Task prompt:
Rewrite the stretch from the line containing "# point at: small" through the end of the items, changing "pebble" to "stone" and leaving everything else untouched.

** Start **

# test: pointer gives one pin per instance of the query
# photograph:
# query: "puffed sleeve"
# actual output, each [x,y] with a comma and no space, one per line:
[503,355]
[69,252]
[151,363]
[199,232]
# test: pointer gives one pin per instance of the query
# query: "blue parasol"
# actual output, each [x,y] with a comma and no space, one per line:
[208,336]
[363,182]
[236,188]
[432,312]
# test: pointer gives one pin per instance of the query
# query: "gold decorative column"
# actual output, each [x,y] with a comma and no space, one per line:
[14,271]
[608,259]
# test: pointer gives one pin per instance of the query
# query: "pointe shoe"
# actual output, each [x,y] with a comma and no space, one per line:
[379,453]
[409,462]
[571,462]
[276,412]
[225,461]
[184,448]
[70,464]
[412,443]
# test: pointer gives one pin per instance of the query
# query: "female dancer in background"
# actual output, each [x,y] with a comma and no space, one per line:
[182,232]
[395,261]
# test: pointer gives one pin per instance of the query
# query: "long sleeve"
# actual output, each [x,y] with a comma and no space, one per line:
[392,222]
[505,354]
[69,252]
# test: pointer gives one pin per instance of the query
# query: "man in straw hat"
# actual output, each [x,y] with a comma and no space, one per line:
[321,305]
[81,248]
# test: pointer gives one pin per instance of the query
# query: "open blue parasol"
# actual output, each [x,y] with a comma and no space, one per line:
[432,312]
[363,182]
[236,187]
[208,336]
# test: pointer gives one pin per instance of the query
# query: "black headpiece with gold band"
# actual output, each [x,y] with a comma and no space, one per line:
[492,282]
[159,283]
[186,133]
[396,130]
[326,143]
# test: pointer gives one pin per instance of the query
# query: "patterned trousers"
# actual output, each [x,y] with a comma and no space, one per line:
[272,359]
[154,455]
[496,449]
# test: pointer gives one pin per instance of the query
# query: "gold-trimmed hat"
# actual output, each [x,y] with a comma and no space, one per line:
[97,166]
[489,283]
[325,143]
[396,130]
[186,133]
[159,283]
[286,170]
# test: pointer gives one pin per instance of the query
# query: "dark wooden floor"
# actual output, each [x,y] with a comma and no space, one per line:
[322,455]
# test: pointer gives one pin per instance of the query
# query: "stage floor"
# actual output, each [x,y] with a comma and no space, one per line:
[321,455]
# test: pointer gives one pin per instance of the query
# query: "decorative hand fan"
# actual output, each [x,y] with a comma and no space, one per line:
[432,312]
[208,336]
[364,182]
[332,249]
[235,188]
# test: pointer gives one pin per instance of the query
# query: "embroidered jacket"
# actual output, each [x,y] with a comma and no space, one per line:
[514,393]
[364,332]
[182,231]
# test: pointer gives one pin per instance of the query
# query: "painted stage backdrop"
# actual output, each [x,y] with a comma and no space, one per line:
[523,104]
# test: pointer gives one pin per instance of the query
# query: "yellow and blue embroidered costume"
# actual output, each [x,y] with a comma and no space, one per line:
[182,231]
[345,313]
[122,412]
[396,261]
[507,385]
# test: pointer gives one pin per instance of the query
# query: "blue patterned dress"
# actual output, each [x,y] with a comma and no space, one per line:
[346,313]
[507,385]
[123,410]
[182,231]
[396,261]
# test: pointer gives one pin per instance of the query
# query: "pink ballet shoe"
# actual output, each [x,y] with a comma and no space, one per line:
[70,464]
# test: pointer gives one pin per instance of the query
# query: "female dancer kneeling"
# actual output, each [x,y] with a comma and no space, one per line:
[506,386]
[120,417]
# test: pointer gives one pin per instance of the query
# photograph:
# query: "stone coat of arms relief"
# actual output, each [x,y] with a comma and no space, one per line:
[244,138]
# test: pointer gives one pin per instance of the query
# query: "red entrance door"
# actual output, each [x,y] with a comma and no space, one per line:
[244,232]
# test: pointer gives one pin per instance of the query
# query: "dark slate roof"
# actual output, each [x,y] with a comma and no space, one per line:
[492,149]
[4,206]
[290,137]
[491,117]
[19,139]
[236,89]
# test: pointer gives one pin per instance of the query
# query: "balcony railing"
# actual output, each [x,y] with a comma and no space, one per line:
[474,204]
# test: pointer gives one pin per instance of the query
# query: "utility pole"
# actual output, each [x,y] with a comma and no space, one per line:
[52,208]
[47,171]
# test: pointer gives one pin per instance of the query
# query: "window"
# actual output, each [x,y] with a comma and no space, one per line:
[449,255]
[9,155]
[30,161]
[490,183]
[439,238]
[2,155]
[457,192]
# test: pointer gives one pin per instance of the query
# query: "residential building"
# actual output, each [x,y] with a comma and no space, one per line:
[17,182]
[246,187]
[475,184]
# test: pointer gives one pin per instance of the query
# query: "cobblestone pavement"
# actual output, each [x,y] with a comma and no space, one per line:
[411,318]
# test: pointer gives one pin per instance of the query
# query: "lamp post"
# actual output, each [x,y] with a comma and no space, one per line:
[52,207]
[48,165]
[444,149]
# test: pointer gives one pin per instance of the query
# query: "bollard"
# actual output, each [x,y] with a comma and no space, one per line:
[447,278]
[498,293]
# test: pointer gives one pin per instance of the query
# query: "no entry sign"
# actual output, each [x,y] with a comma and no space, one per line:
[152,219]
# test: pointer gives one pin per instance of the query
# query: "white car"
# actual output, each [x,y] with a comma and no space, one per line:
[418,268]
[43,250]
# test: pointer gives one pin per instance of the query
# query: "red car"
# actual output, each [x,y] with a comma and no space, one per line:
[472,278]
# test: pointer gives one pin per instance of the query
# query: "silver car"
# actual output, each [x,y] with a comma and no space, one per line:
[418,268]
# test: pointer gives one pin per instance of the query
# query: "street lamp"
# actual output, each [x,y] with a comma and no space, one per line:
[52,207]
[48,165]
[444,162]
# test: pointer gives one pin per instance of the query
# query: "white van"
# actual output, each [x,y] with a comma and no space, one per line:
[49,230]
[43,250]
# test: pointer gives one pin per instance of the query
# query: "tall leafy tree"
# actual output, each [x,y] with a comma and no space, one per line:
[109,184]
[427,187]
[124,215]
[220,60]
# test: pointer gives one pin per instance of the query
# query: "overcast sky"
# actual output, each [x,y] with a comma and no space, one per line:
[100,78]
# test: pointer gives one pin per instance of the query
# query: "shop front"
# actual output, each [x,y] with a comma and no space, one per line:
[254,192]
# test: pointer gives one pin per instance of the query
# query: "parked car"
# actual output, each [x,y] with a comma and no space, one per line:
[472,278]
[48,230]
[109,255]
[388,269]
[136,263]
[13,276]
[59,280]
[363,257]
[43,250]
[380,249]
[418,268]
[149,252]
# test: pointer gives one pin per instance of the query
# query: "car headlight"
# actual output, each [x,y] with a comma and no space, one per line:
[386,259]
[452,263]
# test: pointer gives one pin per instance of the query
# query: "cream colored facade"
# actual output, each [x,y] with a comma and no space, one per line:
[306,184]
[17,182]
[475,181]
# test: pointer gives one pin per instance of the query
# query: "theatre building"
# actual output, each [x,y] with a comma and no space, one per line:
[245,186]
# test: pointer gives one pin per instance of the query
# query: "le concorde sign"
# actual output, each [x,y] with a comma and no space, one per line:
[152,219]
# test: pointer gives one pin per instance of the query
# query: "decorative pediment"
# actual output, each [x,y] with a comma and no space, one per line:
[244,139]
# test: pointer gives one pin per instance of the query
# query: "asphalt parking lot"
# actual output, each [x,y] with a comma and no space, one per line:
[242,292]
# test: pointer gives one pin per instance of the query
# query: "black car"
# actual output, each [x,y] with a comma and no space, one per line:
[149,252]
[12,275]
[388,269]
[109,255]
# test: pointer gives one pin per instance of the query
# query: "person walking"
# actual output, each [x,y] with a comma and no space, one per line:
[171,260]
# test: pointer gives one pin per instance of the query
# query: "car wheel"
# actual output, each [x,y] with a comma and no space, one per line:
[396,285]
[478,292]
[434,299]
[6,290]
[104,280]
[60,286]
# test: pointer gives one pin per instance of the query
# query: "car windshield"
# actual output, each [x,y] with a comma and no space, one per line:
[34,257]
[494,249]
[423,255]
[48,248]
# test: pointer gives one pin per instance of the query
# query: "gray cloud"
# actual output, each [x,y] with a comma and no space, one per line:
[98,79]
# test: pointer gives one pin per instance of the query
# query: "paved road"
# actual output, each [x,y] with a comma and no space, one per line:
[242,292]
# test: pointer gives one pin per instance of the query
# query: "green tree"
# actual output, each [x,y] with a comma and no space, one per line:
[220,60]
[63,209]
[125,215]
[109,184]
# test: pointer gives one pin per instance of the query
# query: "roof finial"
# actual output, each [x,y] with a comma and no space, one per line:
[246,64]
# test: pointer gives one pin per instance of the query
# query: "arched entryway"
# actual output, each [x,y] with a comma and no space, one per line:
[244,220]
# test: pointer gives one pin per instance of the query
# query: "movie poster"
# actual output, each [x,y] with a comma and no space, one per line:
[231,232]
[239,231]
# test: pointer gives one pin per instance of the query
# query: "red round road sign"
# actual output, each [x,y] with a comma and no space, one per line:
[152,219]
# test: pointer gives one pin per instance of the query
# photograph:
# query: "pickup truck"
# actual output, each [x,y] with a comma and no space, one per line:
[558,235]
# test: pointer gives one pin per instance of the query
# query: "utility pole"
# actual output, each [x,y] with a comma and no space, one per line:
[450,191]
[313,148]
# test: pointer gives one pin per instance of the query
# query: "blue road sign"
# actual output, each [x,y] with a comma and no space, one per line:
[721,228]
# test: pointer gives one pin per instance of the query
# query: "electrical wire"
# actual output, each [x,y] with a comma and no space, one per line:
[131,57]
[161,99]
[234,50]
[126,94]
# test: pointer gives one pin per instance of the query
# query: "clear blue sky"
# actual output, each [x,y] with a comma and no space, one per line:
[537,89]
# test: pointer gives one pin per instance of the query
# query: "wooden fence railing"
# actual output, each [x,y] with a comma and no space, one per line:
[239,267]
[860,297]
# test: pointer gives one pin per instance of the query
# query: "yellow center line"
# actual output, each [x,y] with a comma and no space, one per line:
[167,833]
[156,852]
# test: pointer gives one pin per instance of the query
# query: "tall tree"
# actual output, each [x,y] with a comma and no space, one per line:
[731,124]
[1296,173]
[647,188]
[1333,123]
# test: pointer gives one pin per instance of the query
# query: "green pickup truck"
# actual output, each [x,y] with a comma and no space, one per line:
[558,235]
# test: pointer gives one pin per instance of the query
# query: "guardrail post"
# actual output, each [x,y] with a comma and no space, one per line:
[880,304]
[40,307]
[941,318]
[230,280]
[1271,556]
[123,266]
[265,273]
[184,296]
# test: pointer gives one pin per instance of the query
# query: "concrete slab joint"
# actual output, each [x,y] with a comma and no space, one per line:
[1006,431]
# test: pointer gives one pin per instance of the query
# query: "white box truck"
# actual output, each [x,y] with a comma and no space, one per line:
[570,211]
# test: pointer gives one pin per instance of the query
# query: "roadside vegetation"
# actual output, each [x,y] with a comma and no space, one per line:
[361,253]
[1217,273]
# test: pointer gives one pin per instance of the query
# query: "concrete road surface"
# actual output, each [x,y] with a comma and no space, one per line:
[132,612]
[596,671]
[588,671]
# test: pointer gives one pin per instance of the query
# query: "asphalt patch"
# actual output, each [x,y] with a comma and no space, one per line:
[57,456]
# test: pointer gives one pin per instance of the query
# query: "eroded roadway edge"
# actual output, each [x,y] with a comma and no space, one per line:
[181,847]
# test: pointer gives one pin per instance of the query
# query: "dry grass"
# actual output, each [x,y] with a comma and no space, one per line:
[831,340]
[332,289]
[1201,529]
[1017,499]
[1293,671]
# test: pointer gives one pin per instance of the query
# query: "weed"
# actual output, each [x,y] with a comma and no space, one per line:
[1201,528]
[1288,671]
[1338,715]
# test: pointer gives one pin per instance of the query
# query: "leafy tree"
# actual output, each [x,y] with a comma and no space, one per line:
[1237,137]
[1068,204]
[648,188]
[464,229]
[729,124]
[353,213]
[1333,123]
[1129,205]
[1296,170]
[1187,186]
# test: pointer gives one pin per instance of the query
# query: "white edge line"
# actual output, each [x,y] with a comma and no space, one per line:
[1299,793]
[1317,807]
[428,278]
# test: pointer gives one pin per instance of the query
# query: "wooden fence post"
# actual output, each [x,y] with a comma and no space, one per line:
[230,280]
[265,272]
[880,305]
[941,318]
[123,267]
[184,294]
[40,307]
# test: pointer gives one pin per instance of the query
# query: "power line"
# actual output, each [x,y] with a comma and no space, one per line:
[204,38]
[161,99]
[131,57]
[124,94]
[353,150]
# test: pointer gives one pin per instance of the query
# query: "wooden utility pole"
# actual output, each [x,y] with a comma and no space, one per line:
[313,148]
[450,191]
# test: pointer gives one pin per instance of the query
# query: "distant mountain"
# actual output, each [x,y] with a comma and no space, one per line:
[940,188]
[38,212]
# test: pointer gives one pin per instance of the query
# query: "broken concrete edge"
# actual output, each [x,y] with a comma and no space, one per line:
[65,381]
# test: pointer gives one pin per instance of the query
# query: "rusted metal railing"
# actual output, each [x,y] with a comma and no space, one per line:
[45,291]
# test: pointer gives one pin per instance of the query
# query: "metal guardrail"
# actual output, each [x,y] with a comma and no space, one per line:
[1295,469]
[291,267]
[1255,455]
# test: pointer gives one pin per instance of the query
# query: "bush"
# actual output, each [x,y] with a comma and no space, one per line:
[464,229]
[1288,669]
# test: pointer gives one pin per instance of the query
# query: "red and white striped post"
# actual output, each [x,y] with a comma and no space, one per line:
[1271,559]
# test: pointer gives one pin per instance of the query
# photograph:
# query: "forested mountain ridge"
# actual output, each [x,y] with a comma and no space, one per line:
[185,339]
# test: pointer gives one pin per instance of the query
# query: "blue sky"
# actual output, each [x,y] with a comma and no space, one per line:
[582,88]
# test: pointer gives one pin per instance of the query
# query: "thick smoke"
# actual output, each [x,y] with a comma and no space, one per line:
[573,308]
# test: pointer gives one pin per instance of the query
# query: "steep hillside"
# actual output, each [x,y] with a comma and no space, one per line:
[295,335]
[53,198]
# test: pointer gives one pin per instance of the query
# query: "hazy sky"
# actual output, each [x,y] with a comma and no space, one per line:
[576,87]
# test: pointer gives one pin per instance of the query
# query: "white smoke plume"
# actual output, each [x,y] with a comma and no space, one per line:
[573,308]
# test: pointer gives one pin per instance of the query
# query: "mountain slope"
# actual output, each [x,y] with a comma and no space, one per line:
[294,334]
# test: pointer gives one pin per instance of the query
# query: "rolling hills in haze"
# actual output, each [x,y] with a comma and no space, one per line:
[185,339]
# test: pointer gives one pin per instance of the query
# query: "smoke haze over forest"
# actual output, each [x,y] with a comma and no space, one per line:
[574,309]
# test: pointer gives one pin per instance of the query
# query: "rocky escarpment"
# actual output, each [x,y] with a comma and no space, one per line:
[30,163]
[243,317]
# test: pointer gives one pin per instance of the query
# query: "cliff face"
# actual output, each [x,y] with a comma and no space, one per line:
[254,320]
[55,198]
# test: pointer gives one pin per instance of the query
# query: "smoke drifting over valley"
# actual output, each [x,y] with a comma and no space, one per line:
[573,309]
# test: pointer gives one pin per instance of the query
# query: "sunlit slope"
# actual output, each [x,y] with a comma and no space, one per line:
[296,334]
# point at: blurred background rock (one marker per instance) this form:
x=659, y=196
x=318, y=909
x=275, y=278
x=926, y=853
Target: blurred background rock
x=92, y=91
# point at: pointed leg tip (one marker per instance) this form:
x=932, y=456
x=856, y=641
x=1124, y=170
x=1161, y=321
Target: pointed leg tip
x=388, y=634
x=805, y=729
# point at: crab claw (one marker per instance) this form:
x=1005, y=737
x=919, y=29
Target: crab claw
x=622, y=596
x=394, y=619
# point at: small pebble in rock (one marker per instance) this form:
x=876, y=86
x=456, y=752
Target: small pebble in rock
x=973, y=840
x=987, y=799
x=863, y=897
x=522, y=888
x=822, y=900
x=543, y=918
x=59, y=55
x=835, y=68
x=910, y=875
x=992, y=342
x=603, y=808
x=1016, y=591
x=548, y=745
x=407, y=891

** End **

Exercise answer:
# point at: small stone in rock (one marker per instance) this form:
x=876, y=86
x=456, y=752
Target: small stone in rock
x=973, y=840
x=987, y=799
x=863, y=897
x=522, y=888
x=822, y=900
x=543, y=918
x=59, y=55
x=835, y=68
x=910, y=875
x=992, y=342
x=603, y=808
x=1016, y=591
x=548, y=745
x=407, y=891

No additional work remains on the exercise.